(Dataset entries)
══════════
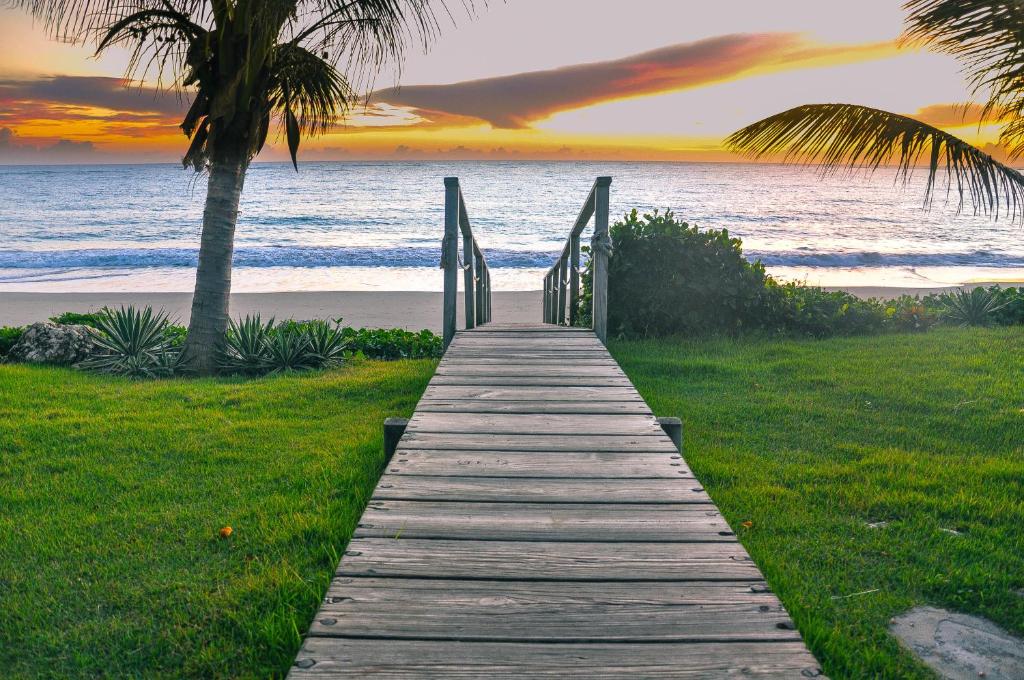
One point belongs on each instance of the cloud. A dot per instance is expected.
(516, 100)
(14, 150)
(951, 115)
(93, 91)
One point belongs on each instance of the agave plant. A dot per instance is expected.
(974, 307)
(327, 344)
(245, 346)
(288, 349)
(132, 342)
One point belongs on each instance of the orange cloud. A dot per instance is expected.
(514, 101)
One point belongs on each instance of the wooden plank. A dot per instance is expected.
(549, 381)
(496, 407)
(536, 424)
(555, 521)
(328, 657)
(541, 442)
(532, 393)
(544, 560)
(529, 370)
(623, 465)
(495, 610)
(410, 487)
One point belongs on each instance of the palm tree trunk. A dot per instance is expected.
(213, 278)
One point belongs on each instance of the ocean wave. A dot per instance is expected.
(259, 257)
(383, 257)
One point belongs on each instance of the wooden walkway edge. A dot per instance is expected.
(536, 521)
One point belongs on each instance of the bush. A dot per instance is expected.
(132, 342)
(667, 277)
(9, 335)
(393, 343)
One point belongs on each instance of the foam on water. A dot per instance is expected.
(378, 225)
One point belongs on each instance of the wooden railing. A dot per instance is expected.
(561, 284)
(476, 275)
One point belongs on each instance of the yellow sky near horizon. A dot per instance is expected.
(664, 81)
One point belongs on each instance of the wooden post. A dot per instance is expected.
(467, 258)
(574, 280)
(674, 428)
(562, 282)
(478, 270)
(450, 255)
(601, 244)
(393, 429)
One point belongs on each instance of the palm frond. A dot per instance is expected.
(987, 36)
(837, 136)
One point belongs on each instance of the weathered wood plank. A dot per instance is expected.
(549, 381)
(536, 424)
(556, 521)
(622, 465)
(327, 657)
(410, 487)
(496, 407)
(523, 560)
(532, 393)
(489, 610)
(549, 442)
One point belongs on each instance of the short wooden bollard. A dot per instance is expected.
(393, 429)
(674, 428)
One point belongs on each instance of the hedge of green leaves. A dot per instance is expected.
(667, 277)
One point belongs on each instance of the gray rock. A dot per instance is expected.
(958, 646)
(52, 343)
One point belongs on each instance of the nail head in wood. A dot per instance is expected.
(674, 428)
(393, 429)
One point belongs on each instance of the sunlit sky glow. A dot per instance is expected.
(526, 79)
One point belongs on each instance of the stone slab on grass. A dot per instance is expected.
(958, 646)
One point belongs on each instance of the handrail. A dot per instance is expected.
(565, 271)
(476, 274)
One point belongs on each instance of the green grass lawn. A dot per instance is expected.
(113, 493)
(811, 440)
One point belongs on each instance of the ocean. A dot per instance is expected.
(379, 225)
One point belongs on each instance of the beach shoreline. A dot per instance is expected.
(409, 309)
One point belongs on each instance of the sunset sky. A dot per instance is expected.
(527, 79)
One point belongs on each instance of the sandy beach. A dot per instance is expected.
(413, 310)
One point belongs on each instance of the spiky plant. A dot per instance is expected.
(288, 350)
(972, 307)
(245, 64)
(132, 342)
(327, 343)
(244, 348)
(986, 36)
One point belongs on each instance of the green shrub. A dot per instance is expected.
(132, 342)
(393, 343)
(667, 277)
(9, 335)
(91, 319)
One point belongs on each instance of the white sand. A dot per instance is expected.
(412, 310)
(376, 309)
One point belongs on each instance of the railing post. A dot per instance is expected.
(478, 284)
(573, 280)
(600, 249)
(450, 257)
(470, 286)
(562, 282)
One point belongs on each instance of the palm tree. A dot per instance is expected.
(249, 62)
(988, 37)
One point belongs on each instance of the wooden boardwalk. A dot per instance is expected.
(536, 521)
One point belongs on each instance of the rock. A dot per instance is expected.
(957, 646)
(53, 343)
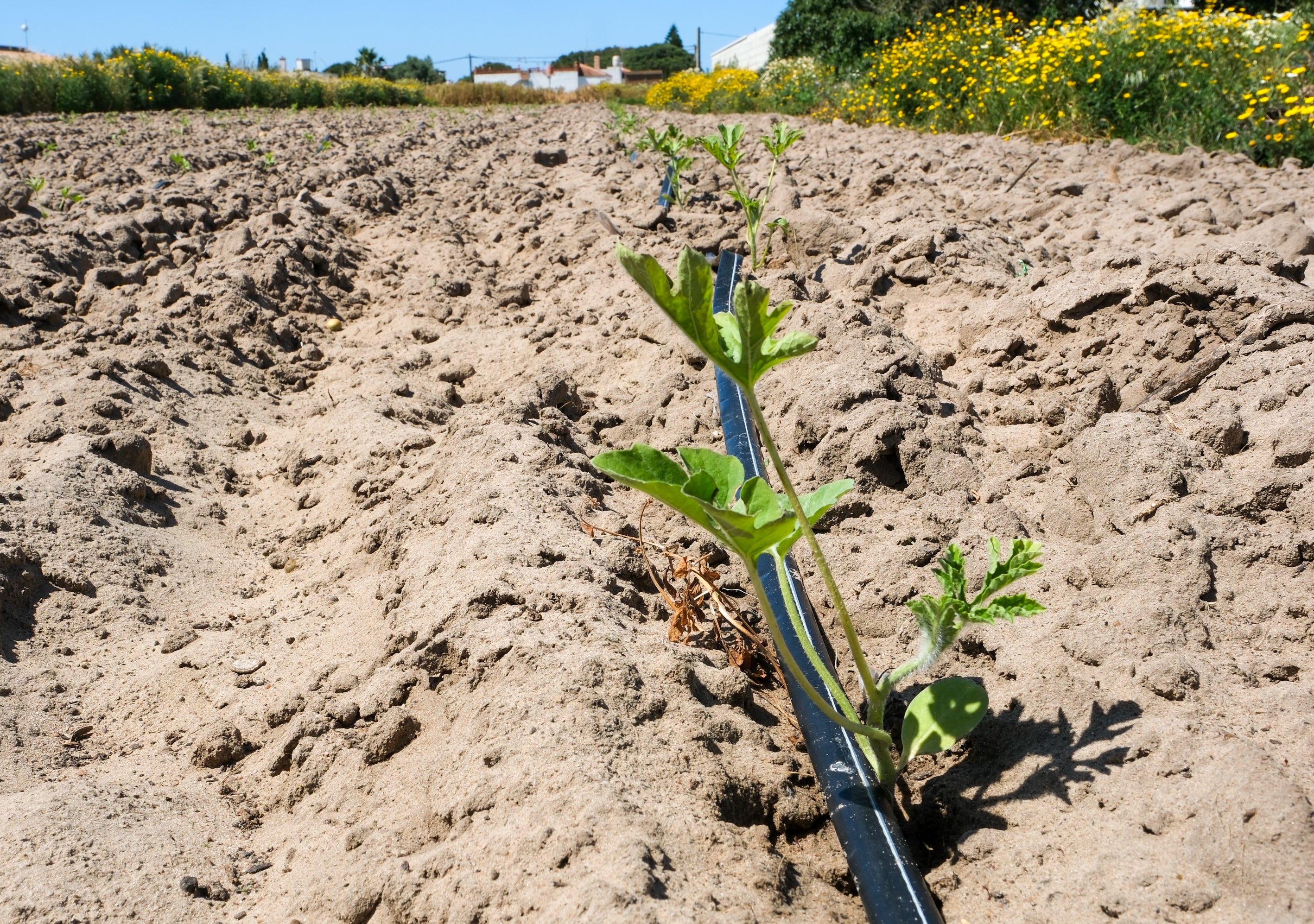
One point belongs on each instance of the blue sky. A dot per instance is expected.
(331, 31)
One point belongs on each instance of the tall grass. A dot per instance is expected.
(1220, 79)
(498, 94)
(155, 79)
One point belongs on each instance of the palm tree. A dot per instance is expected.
(370, 62)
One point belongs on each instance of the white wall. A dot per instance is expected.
(509, 78)
(751, 52)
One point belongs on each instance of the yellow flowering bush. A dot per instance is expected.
(723, 90)
(1220, 79)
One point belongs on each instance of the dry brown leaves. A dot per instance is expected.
(701, 610)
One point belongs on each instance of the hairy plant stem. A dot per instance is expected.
(851, 635)
(751, 232)
(880, 756)
(755, 224)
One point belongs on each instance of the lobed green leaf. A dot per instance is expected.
(1011, 608)
(1000, 572)
(952, 572)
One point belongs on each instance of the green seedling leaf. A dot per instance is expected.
(781, 139)
(952, 574)
(747, 517)
(740, 343)
(1000, 572)
(656, 475)
(941, 618)
(688, 301)
(937, 620)
(823, 499)
(757, 321)
(724, 145)
(726, 474)
(940, 715)
(1006, 608)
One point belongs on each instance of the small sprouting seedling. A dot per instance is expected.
(752, 521)
(726, 148)
(671, 144)
(625, 124)
(68, 197)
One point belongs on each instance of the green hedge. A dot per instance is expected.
(154, 79)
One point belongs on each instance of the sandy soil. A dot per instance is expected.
(301, 625)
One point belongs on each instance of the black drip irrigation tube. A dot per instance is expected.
(668, 196)
(888, 880)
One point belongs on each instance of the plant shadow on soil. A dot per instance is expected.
(24, 588)
(956, 802)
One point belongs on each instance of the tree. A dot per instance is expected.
(661, 57)
(370, 62)
(417, 69)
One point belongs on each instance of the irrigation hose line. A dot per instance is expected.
(888, 880)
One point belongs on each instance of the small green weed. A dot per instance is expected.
(68, 197)
(625, 124)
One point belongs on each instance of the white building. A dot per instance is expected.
(749, 52)
(567, 79)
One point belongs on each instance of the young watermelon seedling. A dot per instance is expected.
(751, 519)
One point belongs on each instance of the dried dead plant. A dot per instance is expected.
(701, 613)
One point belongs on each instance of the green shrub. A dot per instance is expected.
(797, 86)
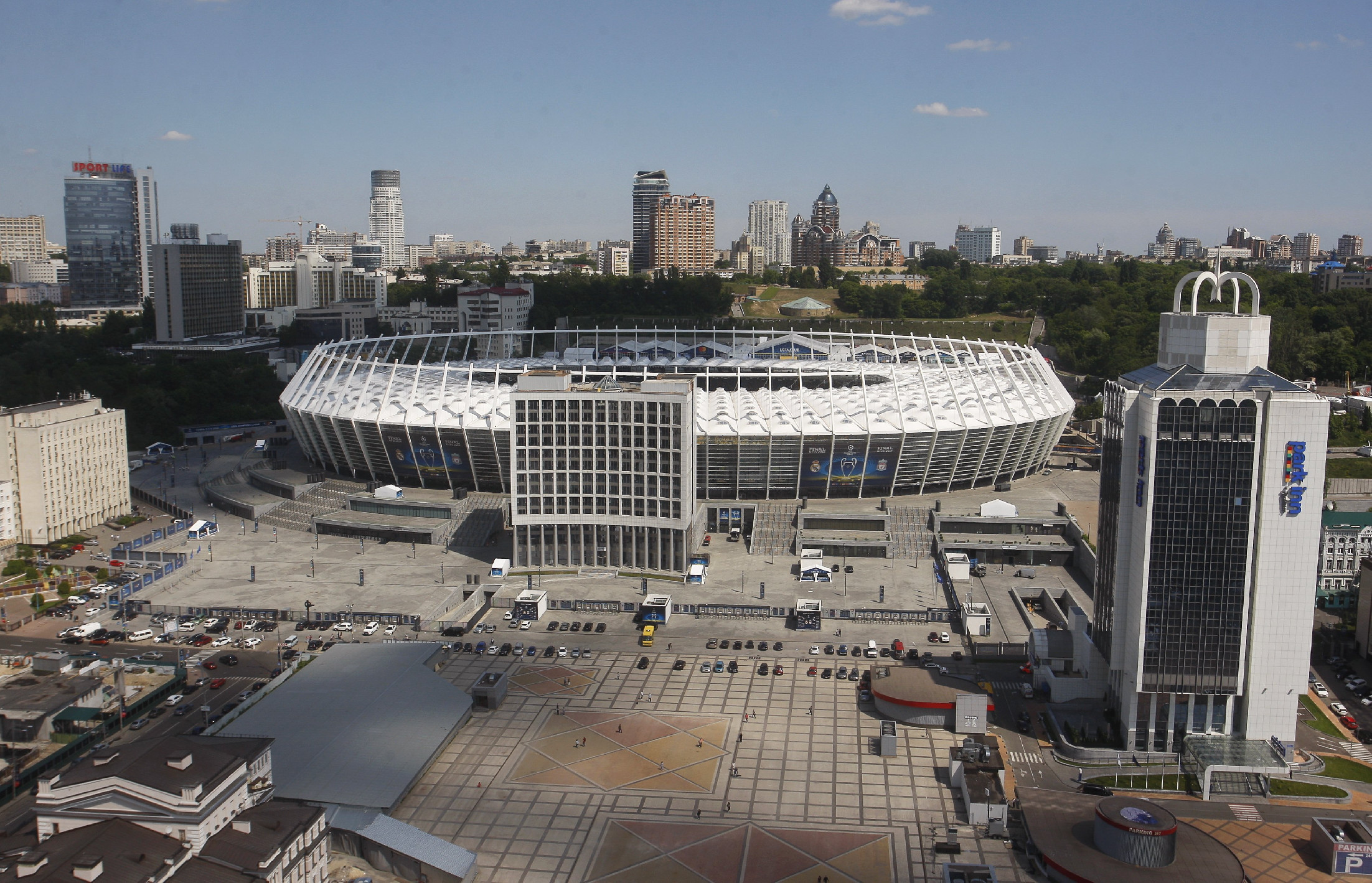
══════════
▶ What you should do: Please print the entries above exactly. Skip every picture.

▶ Solution for this task:
One point belongs on each instance of the cloud. A dot per instance is expected.
(516, 100)
(14, 150)
(951, 115)
(93, 91)
One point belongs on each instance of the agave plant. A dot per instance is expected.
(974, 307)
(327, 344)
(245, 346)
(288, 349)
(132, 342)
One point belongs on each instance of the orange cloud. A dot per instance is expected.
(514, 101)
One point belongs on each instance of the wooden plank. A dot per instance is expected.
(549, 381)
(496, 407)
(536, 424)
(555, 521)
(328, 657)
(541, 442)
(532, 393)
(544, 560)
(529, 370)
(623, 465)
(495, 610)
(410, 487)
One point belongs on each instance of the palm tree trunk. A dot per instance is expected.
(213, 278)
One point belongs on each instance of the ocean wave. A dot per instance is expected.
(259, 257)
(383, 257)
One point belongs on each instance of the wooden walkway edge. A dot per instance is expected.
(536, 521)
One point belongs on each instance of the bush. A dot per instance is expected.
(132, 342)
(667, 277)
(9, 335)
(393, 343)
One point belongs on each instance of the foam on water. A dot per instance is expected.
(378, 225)
One point belongs on each instance of the wooden railing. A dot per instance is expected.
(561, 284)
(476, 275)
One point belongs on each instance of the yellow sky near horizon. A dot per instance is expected.
(664, 81)
One point belongs on each instance of the wooden post. A dot per instance is expected.
(467, 258)
(574, 280)
(674, 428)
(562, 282)
(478, 270)
(450, 255)
(601, 244)
(393, 429)
One point belongs on each instance of the palm frond. A dot per instance is expected.
(987, 36)
(837, 136)
One point belongs on each instance of the weathered wood plank. A dot per instance is expected.
(549, 381)
(536, 424)
(556, 521)
(622, 465)
(327, 657)
(410, 487)
(496, 407)
(523, 560)
(532, 393)
(489, 610)
(549, 442)
One point belongs on each instance of the short wooden bollard. A dot per instance is expected.
(393, 429)
(674, 428)
One point belongs on each instance of the hedge of green leaves. A dot per instance is expected.
(667, 277)
One point belongs on each instance of the gray rock. A dot per instance is expected.
(958, 646)
(52, 343)
One point belongs on each instance of the nail head in wood. A dot per instance is expected.
(674, 428)
(393, 429)
One point belongs on each instance of the sunlit sky glow. A dot per instance is expected.
(526, 79)
One point belongs on each instance of the stone slab on grass. A dot per instance is expected.
(958, 646)
One point belongs on each instance of the handrail. A dot per instance is expected.
(565, 271)
(476, 274)
One point belongs on each instance of the green grass lawn. A dot per instance is expected.
(113, 493)
(811, 440)
One point belongs on each instance of the ocean. A dot per instance is expected.
(379, 225)
One point belongs on each instance of the beach shoreline. A dot per instance is expected.
(409, 309)
One point belongs on each instance of the sunset sky. A dot per instance is expected.
(527, 79)
One point belongs on each instance of the sandy beach. A dot per instance is expected.
(413, 310)
One point belongs on each instance of the spiky plant. A dot per instance is expected.
(288, 350)
(972, 307)
(245, 64)
(132, 342)
(327, 343)
(244, 348)
(986, 36)
One point belongs on each instance of the green shrub. A dot per instance is expected.
(132, 342)
(393, 343)
(667, 277)
(9, 335)
(91, 319)
One point belongs on each instance of the white sand. A dot per instance is expected.
(412, 310)
(376, 309)
One point belongs on each instance of the railing post. A dot per instance is expected.
(478, 284)
(573, 280)
(600, 249)
(450, 257)
(470, 286)
(562, 282)
One point belongs on each instance of the palm tree. A dot per instance is expected.
(249, 62)
(988, 37)
One point belongs on each instance of the wooden boardwalk. A dot per instance is expected.
(536, 521)
One point belongs on each instance of the rock. A dot per instance is expected.
(957, 646)
(53, 343)
One point belongs on each instance of the blue sky. A dot per instance is expected.
(331, 31)
One point belongs on each instance of the tall grass. A dot per instance is expected.
(1220, 79)
(498, 94)
(155, 79)
One point belongs on each instance of the palm tree. A dot per instance is expected.
(370, 62)
One point belongs on each instance of the white wall. A dot per instance is expected.
(509, 78)
(751, 52)
One point belongs on each instance of the yellow flowering bush. A dot per instance is expected.
(723, 90)
(1220, 79)
One point belongs on each instance of the dry brown leaves. A dot per instance is expected.
(701, 610)
One point belongs on each instance of the hairy plant stem. A dot per instance is expected.
(851, 635)
(751, 232)
(880, 756)
(755, 224)
One point belongs on each instance of the lobed green leaf. A dot per instance is expected.
(1011, 608)
(1000, 572)
(952, 572)
One point belongs on each instance of the green seedling leaf. A dot per instance is expected.
(781, 139)
(952, 574)
(747, 517)
(740, 343)
(1000, 572)
(656, 475)
(941, 618)
(688, 301)
(937, 620)
(823, 499)
(757, 321)
(724, 145)
(726, 474)
(940, 715)
(1006, 608)
One point belongs on each instance of the small sprouting seedling. A dot per instance is expected.
(752, 521)
(726, 148)
(671, 144)
(625, 124)
(68, 197)
One point belongs on each instance of the green hedge. A dot per instance is expected.
(154, 79)
One point belongs on each instance of the sandy soil. A dot per instance is expected.
(301, 625)
One point belongs on each instance of the black drip irrigation tube. A dot per instance is expected.
(668, 196)
(888, 880)
One point belongs on each instance of the plant shadow on soil. A dot per instance is expected.
(24, 588)
(956, 802)
One point belongs on each instance of the tree. A dot per instance is expected.
(661, 57)
(370, 62)
(417, 69)
One point belongs on each instance of the irrigation hose line. A dot per instance is expected.
(888, 880)
One point belongs on each instance of the small green weed. A dot per instance is expected.
(68, 197)
(625, 124)
One point belongs on each instance of the white building. A dot per instance is expected.
(749, 52)
(567, 79)
One point belongs on each instance of the young watermelon seedling. A dot per instance is expected.
(751, 519)
One point belongs on each instance of the dried dead plant. A dot per instance is expected.
(701, 613)
One point belongs on each instance of the green shrub. A dot per instance is expected.
(797, 86)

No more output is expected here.